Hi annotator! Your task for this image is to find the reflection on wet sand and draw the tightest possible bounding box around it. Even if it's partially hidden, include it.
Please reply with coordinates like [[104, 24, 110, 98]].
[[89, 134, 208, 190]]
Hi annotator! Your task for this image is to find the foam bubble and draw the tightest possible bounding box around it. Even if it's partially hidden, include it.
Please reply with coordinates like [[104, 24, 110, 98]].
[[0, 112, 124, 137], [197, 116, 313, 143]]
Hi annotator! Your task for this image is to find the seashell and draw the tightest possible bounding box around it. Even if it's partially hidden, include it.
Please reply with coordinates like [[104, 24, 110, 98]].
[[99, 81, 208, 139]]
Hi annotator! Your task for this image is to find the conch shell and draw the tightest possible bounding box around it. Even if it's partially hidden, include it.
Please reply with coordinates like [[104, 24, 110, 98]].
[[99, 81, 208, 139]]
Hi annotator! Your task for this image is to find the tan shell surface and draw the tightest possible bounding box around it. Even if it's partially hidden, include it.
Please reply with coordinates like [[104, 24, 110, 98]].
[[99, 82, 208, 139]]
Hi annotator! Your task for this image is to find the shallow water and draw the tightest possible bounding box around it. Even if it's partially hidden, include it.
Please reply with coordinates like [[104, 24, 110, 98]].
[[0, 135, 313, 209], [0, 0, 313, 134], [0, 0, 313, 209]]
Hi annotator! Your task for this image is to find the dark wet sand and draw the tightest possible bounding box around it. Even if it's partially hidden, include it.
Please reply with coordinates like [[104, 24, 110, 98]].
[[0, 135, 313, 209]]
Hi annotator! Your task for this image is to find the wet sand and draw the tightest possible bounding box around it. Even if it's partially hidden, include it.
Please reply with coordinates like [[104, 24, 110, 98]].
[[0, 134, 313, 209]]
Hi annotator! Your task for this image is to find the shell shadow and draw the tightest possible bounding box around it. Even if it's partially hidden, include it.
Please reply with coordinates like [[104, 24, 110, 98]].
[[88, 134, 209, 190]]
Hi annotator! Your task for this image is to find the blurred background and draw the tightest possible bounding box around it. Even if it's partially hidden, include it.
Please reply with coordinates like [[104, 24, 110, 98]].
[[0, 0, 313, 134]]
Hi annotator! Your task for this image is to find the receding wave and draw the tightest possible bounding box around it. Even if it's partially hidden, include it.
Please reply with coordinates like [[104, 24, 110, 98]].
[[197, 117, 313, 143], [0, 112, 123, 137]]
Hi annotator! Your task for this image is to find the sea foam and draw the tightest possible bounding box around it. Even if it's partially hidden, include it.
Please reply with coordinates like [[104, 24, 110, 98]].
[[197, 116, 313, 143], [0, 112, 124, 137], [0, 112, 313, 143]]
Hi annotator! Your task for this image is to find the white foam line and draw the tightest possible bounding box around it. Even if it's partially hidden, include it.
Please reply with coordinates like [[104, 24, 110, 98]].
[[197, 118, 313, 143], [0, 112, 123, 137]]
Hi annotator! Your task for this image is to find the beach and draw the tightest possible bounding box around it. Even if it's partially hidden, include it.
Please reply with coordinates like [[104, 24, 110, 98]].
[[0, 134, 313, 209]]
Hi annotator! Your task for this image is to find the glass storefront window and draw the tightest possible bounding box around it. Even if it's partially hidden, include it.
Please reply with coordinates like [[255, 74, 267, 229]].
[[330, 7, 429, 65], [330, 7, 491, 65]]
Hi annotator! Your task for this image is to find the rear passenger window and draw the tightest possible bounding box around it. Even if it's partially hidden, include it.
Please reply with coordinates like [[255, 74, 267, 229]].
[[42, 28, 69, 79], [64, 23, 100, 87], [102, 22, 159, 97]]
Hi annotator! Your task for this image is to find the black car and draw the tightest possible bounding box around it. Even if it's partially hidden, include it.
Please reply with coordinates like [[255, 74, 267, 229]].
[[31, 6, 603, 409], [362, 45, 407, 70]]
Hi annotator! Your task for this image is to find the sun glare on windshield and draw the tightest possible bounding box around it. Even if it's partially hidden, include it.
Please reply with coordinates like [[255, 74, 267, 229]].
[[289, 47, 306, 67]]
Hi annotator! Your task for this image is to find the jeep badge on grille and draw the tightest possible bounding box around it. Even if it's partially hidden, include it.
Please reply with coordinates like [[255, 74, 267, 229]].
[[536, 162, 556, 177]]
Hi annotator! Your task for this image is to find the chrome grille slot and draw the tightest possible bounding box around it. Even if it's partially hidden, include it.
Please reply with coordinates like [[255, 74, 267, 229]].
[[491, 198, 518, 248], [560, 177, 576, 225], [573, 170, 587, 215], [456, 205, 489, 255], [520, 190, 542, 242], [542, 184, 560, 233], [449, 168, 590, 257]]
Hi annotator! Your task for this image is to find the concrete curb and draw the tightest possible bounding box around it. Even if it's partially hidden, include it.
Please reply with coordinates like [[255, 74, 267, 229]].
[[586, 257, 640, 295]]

◇ ◇ ◇ ◇ ◇ ◇ ◇

SHORT EXERCISE = Reproduce every line of the material above verbatim, from start to finish.

TASK RESULT =
Hi annotator! Your task for this image is to find the reflection on wet sand and draw the tightest possible bounding box around it. Even if it's partially hidden, include it.
Please reply with coordinates like [[104, 24, 110, 98]].
[[89, 134, 208, 190]]
Hi annotator! Your task for this image is to find the foam bubble and draw the tightest possible bounding box around it. Even if it's partially hidden, include it.
Please reply with coordinates like [[104, 24, 110, 98]].
[[0, 112, 124, 137], [197, 116, 313, 143]]
Hi annotator! Your task for this image is to find the seashell and draw the tightest possible bounding box around it. Even if it's partially hidden, include it.
Please reply with coordinates like [[104, 24, 110, 98]].
[[99, 81, 208, 139]]
Hi annotator! Your task for this image is to find the conch shell and draw the tightest possible bounding box around it. Even if it's partially hidden, include it.
Please reply with coordinates like [[104, 24, 110, 98]].
[[99, 81, 208, 139]]
Hi annotator! Your task for this image is to find the tan shell surface and draw the tightest possible bounding box around it. Even if it's partially hidden, include it.
Please reply with coordinates like [[104, 24, 110, 98]].
[[99, 82, 208, 139]]
Hi annotator! Your task for this image is to find the shallow water and draw the tightest possible bounding box around it. Even if it's partially hidden, include it.
Please reply with coordinates like [[104, 24, 110, 98]].
[[0, 135, 313, 209], [0, 0, 313, 134], [0, 0, 313, 209]]
Hi annotator! Your task for this image is to find the dark wet sand and draw the tightest possible bounding box around it. Even if it's partially hidden, include it.
Please reply with coordinates like [[104, 24, 110, 98]].
[[0, 135, 313, 209]]
Hi annotator! Your task for this image is to find the wet sand and draw the tightest possible bounding box around it. Even if it's partially hidden, include it.
Please reply with coordinates like [[104, 24, 110, 98]].
[[0, 134, 313, 209]]
Hi annotator! Your task for this image is to find the shell shadow and draw the tightest possible bounding box around it. Even if it's partially hidden, include it.
Please reply with coordinates like [[104, 24, 110, 98]].
[[88, 134, 209, 190]]
Hi annotator! Your task for this image is to find the blurred background and draw the tightest possible bounding box around it. Even if it's partially hidden, include it.
Please reply with coordinates like [[104, 24, 110, 98]].
[[0, 0, 313, 134]]
Hi annotator! Your task for this image is to find the receding wave and draw the tightest possible bounding box around it. Even if it's partially hidden, include it.
Please reply with coordinates like [[104, 24, 110, 98]].
[[197, 117, 313, 143], [0, 112, 123, 137]]
Hi annotator! Your task for this image is to find the sea foam and draw the tightest possible bounding box around it. Even if it's partially hidden, include it.
Please reply with coordinates like [[104, 24, 110, 98]].
[[197, 116, 313, 143], [0, 112, 124, 137], [0, 112, 313, 143]]
Hi annotator! Your task for this image is to find the white foam line and draw the tightest possible bounding box around it. Even if it's partially hidden, include it.
Please reply with coordinates like [[104, 24, 110, 98]].
[[197, 118, 313, 143], [0, 112, 123, 137]]
Hi annotator! Your task for this image is to find the beach and draw the tightest possible bounding box around it. Even if it's partially hidden, include it.
Please reply with coordinates like [[104, 24, 110, 98]].
[[0, 134, 313, 209]]
Hi annotator! Your task for this image is to find the glass storefront window and draw the tightest possible bounding box around it. Even if it's partially hidden, include it.
Please reply with coordinates like [[255, 74, 267, 229]].
[[330, 7, 429, 65], [330, 7, 491, 65]]
Hi annotator! Your task for this image is to find the rear passenger window and draw the tightest possible bounding box around it. Even if it's partially hidden, include it.
Please reply with coordinates like [[255, 74, 267, 229]].
[[42, 28, 69, 79], [64, 23, 100, 87], [102, 22, 159, 97]]
Hi annotator! Your task for this image is to find the black car and draw the tightest possible bounding box around it. Even if it's partially hidden, include it.
Please reply with coordinates like [[255, 74, 267, 229]].
[[31, 6, 603, 409], [362, 45, 407, 70]]
Hi annotator! Your task for this image is to find the sun glare on windshield and draw the tightest possible bounding box around it. Even if it's partially hidden, include it.
Please reply with coordinates like [[255, 74, 267, 229]].
[[289, 47, 306, 67]]
Hi annotator! Your task for this image is to find the jeep badge on grille and draw the tightest possible bounding box around it. Even if it's partially hidden, include it.
Please reply with coordinates like [[255, 74, 267, 229]].
[[536, 162, 556, 177]]
Hi annotator! Your task for this image is to find the chrome grille slot and draw the tightest possible bounding box around it. Even if it's partially hidden, include it.
Please reply with coordinates like [[255, 74, 267, 229]].
[[491, 198, 518, 248], [560, 177, 576, 225], [573, 170, 587, 215], [456, 205, 489, 255], [520, 190, 542, 242], [542, 184, 560, 233], [449, 168, 590, 257]]
Hi annotator! Your task for this image is to find the concrete curb and draw the tightest possible bounding box around it. Even if it's partially hidden, include it.
Please reply with coordinates like [[255, 74, 267, 229]].
[[586, 257, 640, 295]]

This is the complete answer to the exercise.